- Requirement -
Please copy out, word for word, the part of the records below that opens with the line containing "[147,251], drawn from the photo above." and closes with the line containing "Target: sky". Include both of those lines.

▼

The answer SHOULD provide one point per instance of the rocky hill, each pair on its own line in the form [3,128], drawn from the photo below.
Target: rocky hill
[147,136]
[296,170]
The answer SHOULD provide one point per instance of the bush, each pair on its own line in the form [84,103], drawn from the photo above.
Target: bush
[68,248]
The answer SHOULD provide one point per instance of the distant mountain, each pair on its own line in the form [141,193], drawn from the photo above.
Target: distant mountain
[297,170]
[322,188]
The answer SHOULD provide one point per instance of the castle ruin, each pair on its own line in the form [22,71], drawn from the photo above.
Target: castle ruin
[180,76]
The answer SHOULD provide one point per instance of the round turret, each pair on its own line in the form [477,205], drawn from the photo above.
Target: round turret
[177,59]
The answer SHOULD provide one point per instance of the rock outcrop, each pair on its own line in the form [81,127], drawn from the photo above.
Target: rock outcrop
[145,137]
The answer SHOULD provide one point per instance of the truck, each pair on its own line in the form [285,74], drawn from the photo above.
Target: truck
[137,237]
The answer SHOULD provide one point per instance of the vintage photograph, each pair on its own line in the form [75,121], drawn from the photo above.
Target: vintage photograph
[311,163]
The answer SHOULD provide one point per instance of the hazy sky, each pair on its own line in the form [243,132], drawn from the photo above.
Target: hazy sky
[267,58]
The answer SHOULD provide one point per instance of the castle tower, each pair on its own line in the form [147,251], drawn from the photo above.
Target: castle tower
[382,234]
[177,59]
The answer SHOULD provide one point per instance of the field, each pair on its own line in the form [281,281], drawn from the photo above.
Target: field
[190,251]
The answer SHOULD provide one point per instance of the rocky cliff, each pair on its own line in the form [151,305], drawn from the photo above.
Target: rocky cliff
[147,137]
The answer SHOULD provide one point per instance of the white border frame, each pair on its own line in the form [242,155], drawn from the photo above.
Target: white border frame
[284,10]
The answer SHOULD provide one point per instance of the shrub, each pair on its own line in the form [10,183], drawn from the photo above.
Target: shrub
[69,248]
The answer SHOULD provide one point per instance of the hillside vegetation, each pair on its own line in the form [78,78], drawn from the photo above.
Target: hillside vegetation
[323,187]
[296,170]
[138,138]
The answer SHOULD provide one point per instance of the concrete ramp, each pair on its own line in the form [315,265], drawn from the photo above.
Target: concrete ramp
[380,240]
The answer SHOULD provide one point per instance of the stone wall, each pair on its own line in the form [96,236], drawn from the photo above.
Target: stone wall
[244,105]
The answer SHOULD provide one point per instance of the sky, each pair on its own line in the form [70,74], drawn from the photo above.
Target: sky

▲
▼

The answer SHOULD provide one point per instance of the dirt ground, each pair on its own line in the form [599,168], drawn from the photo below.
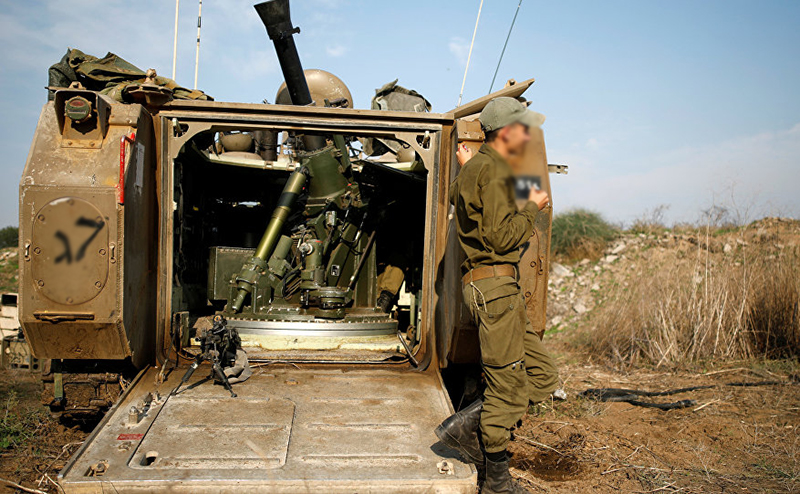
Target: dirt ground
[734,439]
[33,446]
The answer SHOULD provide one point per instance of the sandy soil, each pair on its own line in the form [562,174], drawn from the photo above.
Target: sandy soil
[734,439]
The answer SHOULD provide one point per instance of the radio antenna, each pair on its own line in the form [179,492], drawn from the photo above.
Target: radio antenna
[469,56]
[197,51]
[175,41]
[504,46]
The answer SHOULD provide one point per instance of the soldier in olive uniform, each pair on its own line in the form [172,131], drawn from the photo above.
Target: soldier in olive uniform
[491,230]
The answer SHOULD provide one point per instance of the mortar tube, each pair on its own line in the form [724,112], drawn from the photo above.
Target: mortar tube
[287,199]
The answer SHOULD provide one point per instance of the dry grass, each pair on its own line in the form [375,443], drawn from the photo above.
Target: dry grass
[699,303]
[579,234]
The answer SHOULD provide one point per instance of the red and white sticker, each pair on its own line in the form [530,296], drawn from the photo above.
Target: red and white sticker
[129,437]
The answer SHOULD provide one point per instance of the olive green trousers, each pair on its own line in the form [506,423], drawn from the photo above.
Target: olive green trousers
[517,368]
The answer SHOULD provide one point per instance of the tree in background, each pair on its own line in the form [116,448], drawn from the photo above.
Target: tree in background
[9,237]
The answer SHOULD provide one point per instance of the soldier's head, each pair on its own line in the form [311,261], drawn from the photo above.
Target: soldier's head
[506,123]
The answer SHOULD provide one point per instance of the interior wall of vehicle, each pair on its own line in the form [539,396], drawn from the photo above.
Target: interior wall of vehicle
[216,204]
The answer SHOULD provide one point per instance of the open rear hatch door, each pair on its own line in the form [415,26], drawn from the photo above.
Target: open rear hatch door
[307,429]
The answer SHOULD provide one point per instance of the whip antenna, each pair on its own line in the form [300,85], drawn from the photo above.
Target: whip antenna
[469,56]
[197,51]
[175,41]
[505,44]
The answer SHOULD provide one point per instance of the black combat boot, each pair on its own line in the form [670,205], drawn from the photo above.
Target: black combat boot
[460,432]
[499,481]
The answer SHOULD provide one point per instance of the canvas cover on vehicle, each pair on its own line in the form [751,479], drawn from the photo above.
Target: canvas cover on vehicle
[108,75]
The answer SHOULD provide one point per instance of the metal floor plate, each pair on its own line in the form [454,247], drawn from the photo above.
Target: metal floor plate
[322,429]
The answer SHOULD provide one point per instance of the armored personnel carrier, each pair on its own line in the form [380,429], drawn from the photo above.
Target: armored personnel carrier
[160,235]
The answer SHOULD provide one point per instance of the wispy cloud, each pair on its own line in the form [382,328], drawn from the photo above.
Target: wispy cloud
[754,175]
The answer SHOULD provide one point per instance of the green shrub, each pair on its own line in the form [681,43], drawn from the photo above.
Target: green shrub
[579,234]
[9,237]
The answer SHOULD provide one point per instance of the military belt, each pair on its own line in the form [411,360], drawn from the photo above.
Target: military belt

▲

- Finished task -
The answer SHOULD provide one point per instance of the castle tower, each pair on its own line in the form [147,251], drawn from the photo above.
Target: castle tower
[382,234]
[177,59]
The answer SHOULD provide one point per instance of the field, each pair on its own line in the form [281,281], drawn from the photo above.
Target: field
[190,251]
The answer SHOULD provide one point per instance of the rocky cliff, each pair on its own line in the form [151,305], drawn from the photo above.
Target: rocky cliff
[147,137]
The answer SHOULD provide one point per instance of the white border frame, each pair on its own line in the form [242,155], drawn from the photo above.
Target: white border frame
[284,10]
The answer SHOULD provide one point per instance of the shrub, each pair on its own line in the form [10,183], drawn from the photo above.
Target: shrub
[69,248]
The answer SHOULD provide one point per instance of the hillside vegetation, each pair on its own line in the form [78,78], drawn from the photo above.
Target: hillside vegetation
[323,187]
[296,170]
[138,138]
The answer SHOULD provide one point per instance of the concrete ramp, each pair on its own line in the form [315,265], drawn from the photo above.
Target: concrete ramp
[380,240]
The answer SHOULD provide one point per instance of the stone wall, each pair on its own line in the form [96,236], drawn from the photo above.
Target: stone wall
[244,105]
The answer SHOULD provide one point per instance of the sky, each pair on its own line in the form [70,74], drawn from the photo above.
Target: sky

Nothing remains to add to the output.